Document:
-=-=-

UNITED STATES
SECURITIES AND EXCHANGE COMMISSION
Washington, D.C. 20549
SCHEDULE 13D
Under the Securities Exchange Act of 1934
(Amendment No. 21)*
Minim, Inc.
(Name of Issuer)
Common Stock, $0.01 par value
(Title of Class of Securities)
60365W102
(CUSIP Number)
Megan Ward
Orbit Group LLC
848 Elm Street, 2nd Floor
Manchester, NH 03101
(603) 943-0020
(Name, Address and Telephone Number of Person Authorized to Receive Notices and Communications)
September 29, 2023
(Date of Event which Requires Filing of this Statement)
If the filing person has previously filed a statement on Schedule 13G to report the acquisition that is the subject of this Schedule 13D, and is filing this schedule because of §§ 240.13d-1(e), 240.13d-1(f) or 240.13d-1(g), check the following box ☐.
Note: Schedules filed in paper format shall include a signed original and five copies of the schedule, including all exhibits. See Rule 13d-7 for other parties to whom copies are to be sent.

-=-=-

Problems to work on:
- 1) Reproduce the Schedule 13D filing word for word, starting at "Common Stock, $0.01" and ending at "following box ☐.".
- 2) In the Schedule 13D filing, who is named as the person authorized to receive notices and communications?
- 3) Summarize the Schedule 13D filing in two sentences.

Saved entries
-=-=-

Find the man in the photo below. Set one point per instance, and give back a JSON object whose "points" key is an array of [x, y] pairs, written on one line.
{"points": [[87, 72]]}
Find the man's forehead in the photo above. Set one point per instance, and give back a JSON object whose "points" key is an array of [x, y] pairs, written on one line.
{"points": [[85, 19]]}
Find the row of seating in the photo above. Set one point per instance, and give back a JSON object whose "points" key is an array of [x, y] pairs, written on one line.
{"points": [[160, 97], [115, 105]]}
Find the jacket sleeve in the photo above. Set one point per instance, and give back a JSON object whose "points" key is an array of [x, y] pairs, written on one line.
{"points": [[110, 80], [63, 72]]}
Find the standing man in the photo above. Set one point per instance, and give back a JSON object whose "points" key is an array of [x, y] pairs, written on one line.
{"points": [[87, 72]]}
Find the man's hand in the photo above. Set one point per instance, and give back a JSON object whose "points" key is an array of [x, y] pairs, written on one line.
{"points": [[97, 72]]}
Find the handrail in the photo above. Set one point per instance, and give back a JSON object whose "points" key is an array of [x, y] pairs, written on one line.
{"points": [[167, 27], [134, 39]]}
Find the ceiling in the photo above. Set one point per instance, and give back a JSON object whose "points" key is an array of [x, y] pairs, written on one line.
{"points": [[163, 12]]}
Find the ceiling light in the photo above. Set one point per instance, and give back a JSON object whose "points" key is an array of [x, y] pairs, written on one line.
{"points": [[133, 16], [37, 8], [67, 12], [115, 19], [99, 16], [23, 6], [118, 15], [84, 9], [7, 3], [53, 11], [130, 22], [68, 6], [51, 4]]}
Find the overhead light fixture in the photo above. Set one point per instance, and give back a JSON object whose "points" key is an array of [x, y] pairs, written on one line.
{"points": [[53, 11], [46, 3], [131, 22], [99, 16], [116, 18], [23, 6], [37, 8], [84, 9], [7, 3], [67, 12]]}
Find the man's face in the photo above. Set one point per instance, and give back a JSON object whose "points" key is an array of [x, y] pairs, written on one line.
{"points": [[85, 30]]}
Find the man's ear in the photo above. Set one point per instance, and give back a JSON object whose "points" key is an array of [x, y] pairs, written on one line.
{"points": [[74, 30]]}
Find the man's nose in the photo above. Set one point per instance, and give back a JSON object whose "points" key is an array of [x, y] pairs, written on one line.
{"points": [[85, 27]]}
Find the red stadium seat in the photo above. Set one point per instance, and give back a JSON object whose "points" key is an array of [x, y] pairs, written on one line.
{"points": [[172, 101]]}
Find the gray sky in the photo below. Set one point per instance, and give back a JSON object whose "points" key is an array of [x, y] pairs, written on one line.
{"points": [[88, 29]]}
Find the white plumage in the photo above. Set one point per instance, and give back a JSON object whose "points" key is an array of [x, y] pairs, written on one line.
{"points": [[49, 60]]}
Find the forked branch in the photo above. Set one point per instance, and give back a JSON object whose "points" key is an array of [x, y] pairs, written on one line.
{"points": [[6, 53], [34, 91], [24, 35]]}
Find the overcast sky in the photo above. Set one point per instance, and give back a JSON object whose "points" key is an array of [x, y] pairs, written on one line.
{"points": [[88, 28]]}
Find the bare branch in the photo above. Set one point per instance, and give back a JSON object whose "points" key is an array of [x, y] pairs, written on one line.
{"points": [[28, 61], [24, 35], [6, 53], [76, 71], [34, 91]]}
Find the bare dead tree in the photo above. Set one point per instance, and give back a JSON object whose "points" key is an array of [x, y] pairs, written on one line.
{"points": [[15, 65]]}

-=-=-

Task solutions:
- 1)
Common Stock, $0.01 par value
(Title of Class of Securities)
60365W102
(CUSIP Number)
Megan Ward
Orbit Group LLC
848 Elm Street, 2nd Floor
Manchester, NH 03101
(603) 943-0020
(Name, Address and Telephone Number of Person Authorized to Receive Notices and Communications)
September 29, 2023
(Date of Event which Requires Filing of this Statement)
If the filing person has previously filed a statement on Schedule 13G to report the acquisition that is the subject of this Schedule 13D, and is filing this schedule because of §§ 240.13d-1(e), 240.13d-1(f) or 240.13d-1(g), check the following box ☐.

- 2) Megan Ward of Orbit Group LLC.

- 3) This is Amendment No. 21 to a Schedule 13D under the Securities Exchange Act of 1934, covering the common stock ($0.01 par value, CUSIP 60365W102) of Minim, Inc. Megan Ward of Orbit Group LLC in Manchester, NH, is named to receive notices, and the event requiring the filing is dated September 29, 2023.